TASK DETAILS
Images are to be dropped, and the rest of the data reproduced exactly.

::: RECORDS SHOWN

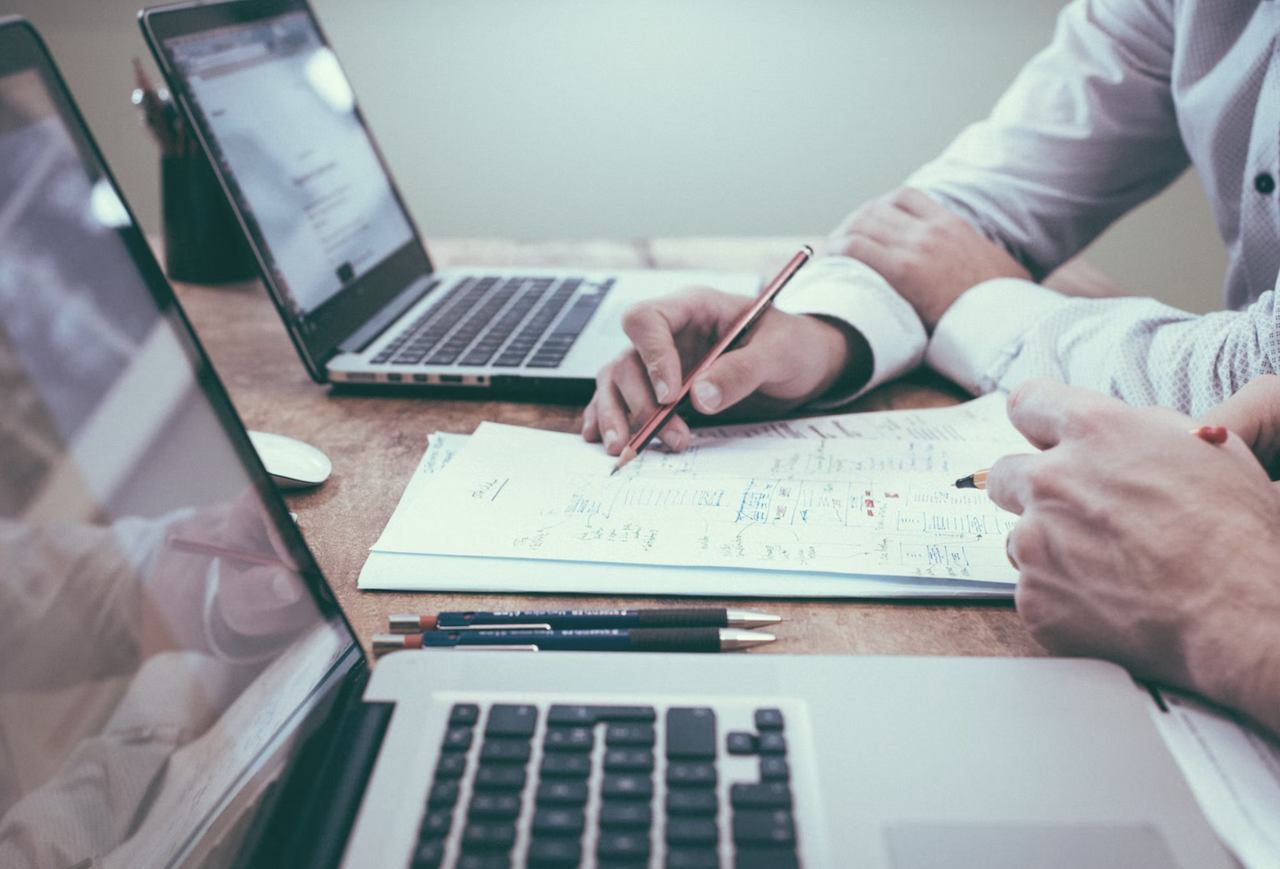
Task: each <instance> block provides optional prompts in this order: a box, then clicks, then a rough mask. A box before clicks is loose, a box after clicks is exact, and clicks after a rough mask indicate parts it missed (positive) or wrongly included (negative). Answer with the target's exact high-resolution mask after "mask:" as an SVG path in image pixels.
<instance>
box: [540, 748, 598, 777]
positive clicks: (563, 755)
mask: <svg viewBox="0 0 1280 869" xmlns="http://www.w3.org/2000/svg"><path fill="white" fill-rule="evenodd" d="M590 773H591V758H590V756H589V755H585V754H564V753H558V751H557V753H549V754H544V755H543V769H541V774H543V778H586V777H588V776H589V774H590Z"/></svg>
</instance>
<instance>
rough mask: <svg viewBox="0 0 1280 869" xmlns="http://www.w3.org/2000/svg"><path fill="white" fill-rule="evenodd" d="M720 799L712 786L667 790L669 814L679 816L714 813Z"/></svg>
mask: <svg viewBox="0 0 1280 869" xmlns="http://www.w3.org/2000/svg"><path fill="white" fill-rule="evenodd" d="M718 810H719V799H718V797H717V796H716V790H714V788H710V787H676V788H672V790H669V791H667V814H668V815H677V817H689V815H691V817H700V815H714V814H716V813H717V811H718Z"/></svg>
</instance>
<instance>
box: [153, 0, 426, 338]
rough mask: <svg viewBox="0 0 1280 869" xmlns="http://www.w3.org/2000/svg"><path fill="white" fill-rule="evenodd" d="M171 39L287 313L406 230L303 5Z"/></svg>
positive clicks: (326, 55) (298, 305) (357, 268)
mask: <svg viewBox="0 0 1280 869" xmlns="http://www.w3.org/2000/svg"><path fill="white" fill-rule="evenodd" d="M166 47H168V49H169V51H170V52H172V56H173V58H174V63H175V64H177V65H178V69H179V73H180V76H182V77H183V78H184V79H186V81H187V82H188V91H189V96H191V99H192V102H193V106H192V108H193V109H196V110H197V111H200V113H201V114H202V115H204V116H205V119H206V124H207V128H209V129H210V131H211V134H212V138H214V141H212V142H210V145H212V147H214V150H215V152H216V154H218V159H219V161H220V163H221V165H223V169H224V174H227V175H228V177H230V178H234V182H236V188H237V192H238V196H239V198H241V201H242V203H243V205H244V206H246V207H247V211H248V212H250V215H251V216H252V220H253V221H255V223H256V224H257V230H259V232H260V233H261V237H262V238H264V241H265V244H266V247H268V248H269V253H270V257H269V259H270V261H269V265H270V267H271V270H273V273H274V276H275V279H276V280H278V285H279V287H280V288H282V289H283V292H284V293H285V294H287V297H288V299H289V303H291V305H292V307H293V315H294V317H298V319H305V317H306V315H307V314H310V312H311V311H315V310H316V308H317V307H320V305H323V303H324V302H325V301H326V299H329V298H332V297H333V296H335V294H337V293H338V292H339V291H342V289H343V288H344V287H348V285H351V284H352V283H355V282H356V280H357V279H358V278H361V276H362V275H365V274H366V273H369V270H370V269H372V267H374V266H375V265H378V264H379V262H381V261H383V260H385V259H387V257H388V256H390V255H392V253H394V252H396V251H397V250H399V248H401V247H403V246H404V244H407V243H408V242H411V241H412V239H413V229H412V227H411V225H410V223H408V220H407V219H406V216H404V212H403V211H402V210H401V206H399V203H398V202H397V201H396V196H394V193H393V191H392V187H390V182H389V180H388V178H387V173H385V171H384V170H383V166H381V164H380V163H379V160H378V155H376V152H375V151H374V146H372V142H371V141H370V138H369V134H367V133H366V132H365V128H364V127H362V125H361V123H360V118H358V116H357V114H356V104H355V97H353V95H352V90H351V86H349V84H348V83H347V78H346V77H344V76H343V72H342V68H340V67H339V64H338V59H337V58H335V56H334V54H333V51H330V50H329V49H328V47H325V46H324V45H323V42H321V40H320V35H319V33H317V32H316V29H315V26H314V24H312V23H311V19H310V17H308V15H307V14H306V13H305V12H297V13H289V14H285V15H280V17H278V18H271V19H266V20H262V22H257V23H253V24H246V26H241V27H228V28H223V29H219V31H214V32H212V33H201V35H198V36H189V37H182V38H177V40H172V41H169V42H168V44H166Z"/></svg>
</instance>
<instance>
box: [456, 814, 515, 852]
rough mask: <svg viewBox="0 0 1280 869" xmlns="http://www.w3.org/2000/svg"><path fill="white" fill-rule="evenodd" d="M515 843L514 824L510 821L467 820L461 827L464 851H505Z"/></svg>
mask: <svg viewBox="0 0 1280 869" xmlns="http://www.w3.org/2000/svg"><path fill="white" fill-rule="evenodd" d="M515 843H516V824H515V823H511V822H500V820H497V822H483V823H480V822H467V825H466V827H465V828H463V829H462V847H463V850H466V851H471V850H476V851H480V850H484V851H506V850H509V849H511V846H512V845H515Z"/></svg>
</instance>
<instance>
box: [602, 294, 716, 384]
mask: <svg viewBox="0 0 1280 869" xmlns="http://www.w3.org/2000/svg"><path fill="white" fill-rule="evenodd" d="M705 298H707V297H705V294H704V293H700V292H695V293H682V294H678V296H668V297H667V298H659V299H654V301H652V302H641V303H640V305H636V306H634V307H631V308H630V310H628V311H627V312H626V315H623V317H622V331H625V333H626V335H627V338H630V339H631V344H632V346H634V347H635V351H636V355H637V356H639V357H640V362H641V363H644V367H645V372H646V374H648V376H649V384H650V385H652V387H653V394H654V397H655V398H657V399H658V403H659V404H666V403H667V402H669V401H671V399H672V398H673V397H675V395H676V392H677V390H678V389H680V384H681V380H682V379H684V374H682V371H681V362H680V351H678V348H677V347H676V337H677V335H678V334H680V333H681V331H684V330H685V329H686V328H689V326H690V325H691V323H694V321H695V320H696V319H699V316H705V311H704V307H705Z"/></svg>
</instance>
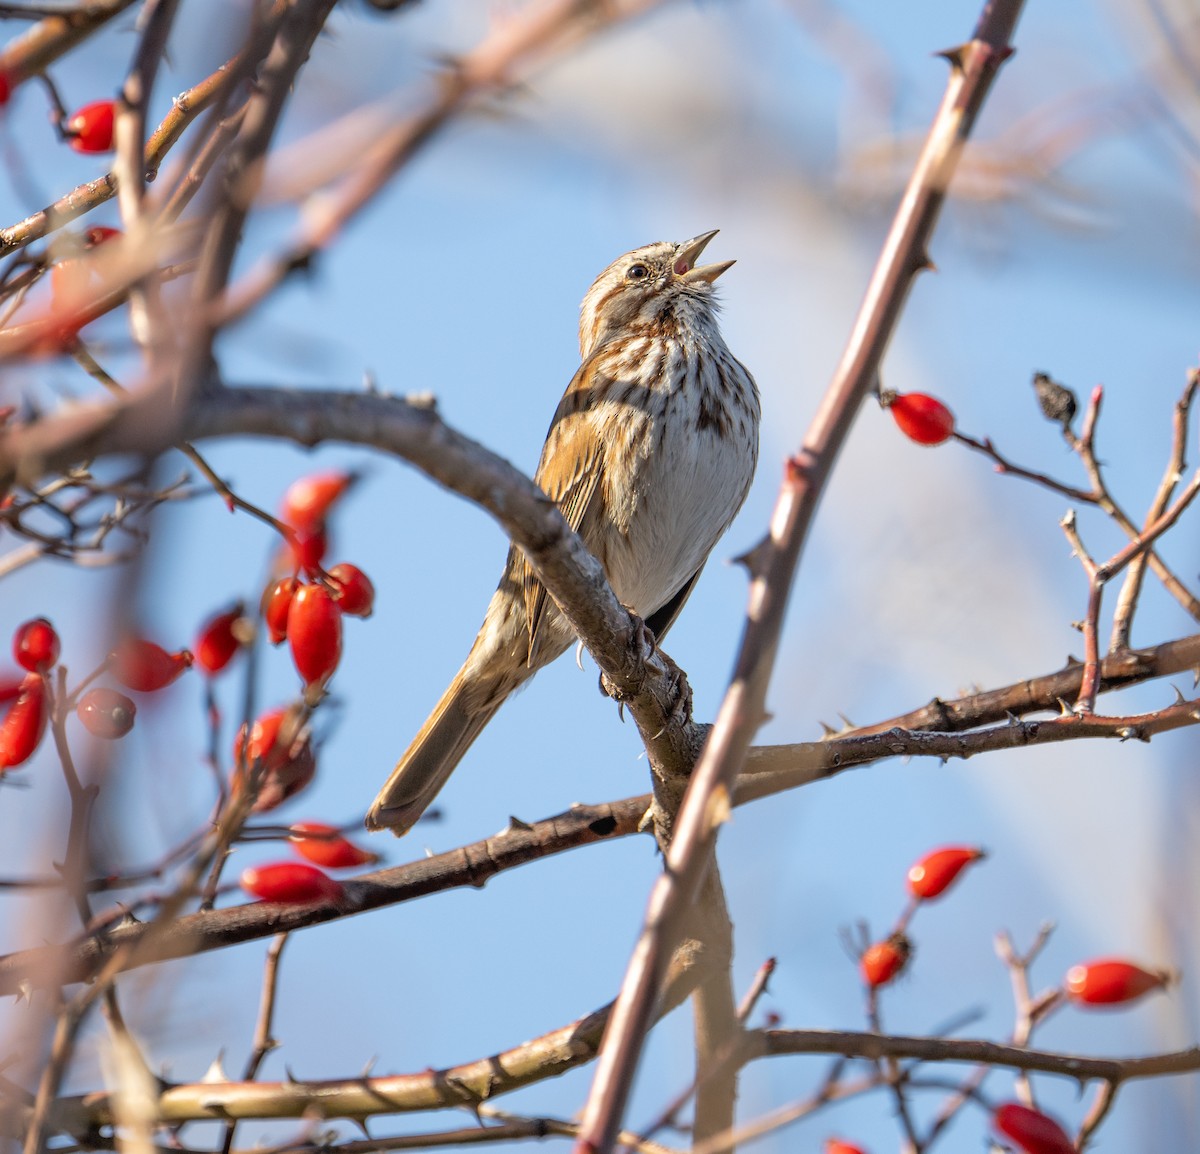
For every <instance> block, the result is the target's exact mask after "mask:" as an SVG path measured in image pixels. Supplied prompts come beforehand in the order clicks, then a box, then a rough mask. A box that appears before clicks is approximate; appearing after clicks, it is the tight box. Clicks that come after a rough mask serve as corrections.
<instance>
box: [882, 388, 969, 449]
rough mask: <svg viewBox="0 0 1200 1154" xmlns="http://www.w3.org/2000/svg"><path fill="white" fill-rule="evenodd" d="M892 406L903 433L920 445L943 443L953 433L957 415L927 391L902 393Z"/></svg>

::::::

EXERCISE SOLUTION
Task: each <instance> block provides optional prompts in this order: a box, then clicks, then a rough mask. A box before clicks is loose, a box after clicks is exact, and clicks after a rough mask indicate parts it missed (positive) or wrongly included (negative). Answer with the target's exact high-resolution mask after "mask:" as an SVG path in image pixels.
<instance>
box: [540, 748, 598, 777]
positive clicks: (563, 755)
mask: <svg viewBox="0 0 1280 869" xmlns="http://www.w3.org/2000/svg"><path fill="white" fill-rule="evenodd" d="M590 773H591V758H590V756H589V755H585V754H564V753H558V751H557V753H549V754H544V755H543V769H541V774H543V778H586V777H588V776H589V774H590Z"/></svg>
</instance>
<instance>
rough mask: <svg viewBox="0 0 1280 869" xmlns="http://www.w3.org/2000/svg"><path fill="white" fill-rule="evenodd" d="M720 799L712 786L667 790L669 814L679 816L714 813Z"/></svg>
mask: <svg viewBox="0 0 1280 869" xmlns="http://www.w3.org/2000/svg"><path fill="white" fill-rule="evenodd" d="M718 810H719V799H718V797H717V796H716V790H714V788H710V787H676V788H672V790H669V791H667V814H668V815H677V817H689V815H691V817H700V815H714V814H716V813H717V811H718Z"/></svg>
</instance>
<instance>
box: [153, 0, 426, 338]
rough mask: <svg viewBox="0 0 1280 869" xmlns="http://www.w3.org/2000/svg"><path fill="white" fill-rule="evenodd" d="M171 39L287 313L406 230L303 5Z"/></svg>
positive clicks: (326, 55) (298, 305) (357, 268)
mask: <svg viewBox="0 0 1280 869" xmlns="http://www.w3.org/2000/svg"><path fill="white" fill-rule="evenodd" d="M166 47H168V49H169V51H170V52H172V56H173V58H174V63H175V64H177V65H178V69H179V73H180V76H182V77H183V78H184V79H186V81H187V82H188V91H189V96H191V99H192V102H193V106H192V108H193V109H196V110H197V111H200V113H201V114H202V115H204V116H205V119H206V124H207V128H209V129H210V131H211V134H212V138H214V141H212V142H210V145H212V147H214V150H215V152H216V154H218V159H219V161H220V163H221V165H223V169H224V174H227V175H228V177H230V178H234V182H236V188H237V192H238V196H239V198H241V201H242V203H243V205H244V206H246V207H247V211H248V212H250V215H251V216H252V220H253V221H255V223H256V224H257V230H259V232H260V233H261V237H262V238H264V241H265V244H266V247H268V248H269V253H270V257H269V259H270V261H269V265H270V267H271V270H273V273H274V276H275V279H276V280H278V285H279V287H280V288H282V289H283V292H284V293H285V294H287V297H288V299H289V303H291V305H292V307H293V315H294V317H298V319H305V317H306V315H307V314H310V312H311V311H315V310H316V308H317V307H320V305H323V303H324V302H325V301H326V299H329V298H332V297H333V296H335V294H337V293H338V292H339V291H342V289H343V288H344V287H348V285H351V284H352V283H355V282H356V280H357V279H358V278H361V276H362V275H365V274H366V273H369V270H370V269H372V267H374V266H375V265H378V264H379V262H381V261H383V260H385V259H387V257H388V256H390V255H392V253H394V252H396V251H397V250H399V248H401V247H403V246H404V244H407V243H408V242H411V241H412V239H413V229H412V227H411V225H410V223H408V220H407V219H406V216H404V212H403V211H402V210H401V206H399V203H398V202H397V201H396V196H394V193H393V191H392V187H390V182H389V180H388V178H387V173H385V171H384V170H383V166H381V164H380V163H379V160H378V155H376V152H375V151H374V146H372V142H371V141H370V138H369V134H367V133H366V132H365V128H364V127H362V125H361V123H360V118H358V116H357V114H356V104H355V97H353V95H352V90H351V86H349V84H348V83H347V78H346V77H344V76H343V72H342V68H340V67H339V64H338V59H337V58H335V56H334V54H333V51H330V50H329V49H328V47H325V46H324V45H323V42H321V40H320V35H319V33H317V32H316V29H315V26H314V24H312V23H311V19H310V17H308V15H307V14H306V13H305V12H297V13H289V14H285V15H280V17H278V18H271V19H266V20H262V22H257V23H253V24H246V26H241V27H228V28H223V29H219V31H214V32H212V33H201V35H198V36H189V37H182V38H177V40H172V41H169V42H168V44H166Z"/></svg>
</instance>
<instance>
box: [456, 814, 515, 852]
rough mask: <svg viewBox="0 0 1280 869" xmlns="http://www.w3.org/2000/svg"><path fill="white" fill-rule="evenodd" d="M515 843L514 824L510 821L467 820L461 827L464 851H505Z"/></svg>
mask: <svg viewBox="0 0 1280 869" xmlns="http://www.w3.org/2000/svg"><path fill="white" fill-rule="evenodd" d="M515 843H516V824H515V823H511V822H500V820H497V822H483V823H480V822H467V825H466V827H465V828H463V829H462V847H463V850H466V851H471V850H476V851H480V850H484V851H506V850H509V849H511V846H512V845H515Z"/></svg>
</instance>
<instance>
box: [602, 294, 716, 384]
mask: <svg viewBox="0 0 1280 869" xmlns="http://www.w3.org/2000/svg"><path fill="white" fill-rule="evenodd" d="M705 298H707V297H705V294H704V293H700V292H695V293H682V294H678V296H668V297H667V298H659V299H654V301H652V302H641V303H640V305H636V306H634V307H631V308H630V310H628V311H627V312H626V315H623V317H622V331H625V333H626V335H627V338H630V339H631V344H632V346H634V347H635V351H636V355H637V356H639V357H640V362H641V363H644V367H645V372H646V374H648V376H649V384H650V385H652V387H653V394H654V397H655V398H657V399H658V403H659V404H666V403H667V402H669V401H671V399H672V398H673V397H675V395H676V392H677V390H678V389H680V384H681V380H682V379H684V374H682V371H681V362H680V351H678V348H677V347H676V337H677V335H678V334H680V333H681V331H684V330H685V329H686V328H689V326H690V325H691V323H694V321H695V320H696V319H699V316H705V311H704V307H705Z"/></svg>
</instance>
For every <instance> block, the result is the target's exact mask after "mask:" as an SVG path measured in image pixels. Supplied prompts come beforehand in the order clicks, then a box, then a rough mask. A box that appears before clicks is approximate; appearing after clicks, it is the tight box. Clicks that come after a rough mask serve as corrections.
<instance>
box: [882, 388, 969, 449]
rough mask: <svg viewBox="0 0 1200 1154" xmlns="http://www.w3.org/2000/svg"><path fill="white" fill-rule="evenodd" d="M892 406L903 433L920 445L943 443L953 433L957 415L927 391L902 393Z"/></svg>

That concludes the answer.